• [WORK TO COMPLETE]:
When you reach the line that contains "Where can you spot the tall" in the data below, copy it and every line after it exactly, adding nothing.

• [EXERCISE DATA]:
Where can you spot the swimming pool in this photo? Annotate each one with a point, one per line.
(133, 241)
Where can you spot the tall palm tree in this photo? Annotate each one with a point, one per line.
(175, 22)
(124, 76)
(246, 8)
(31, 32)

• [EXPECTED ANSWER]:
Where can you spot the tall palm tree in this photo? Annotate each one with a point, one per line.
(175, 22)
(124, 76)
(246, 8)
(31, 32)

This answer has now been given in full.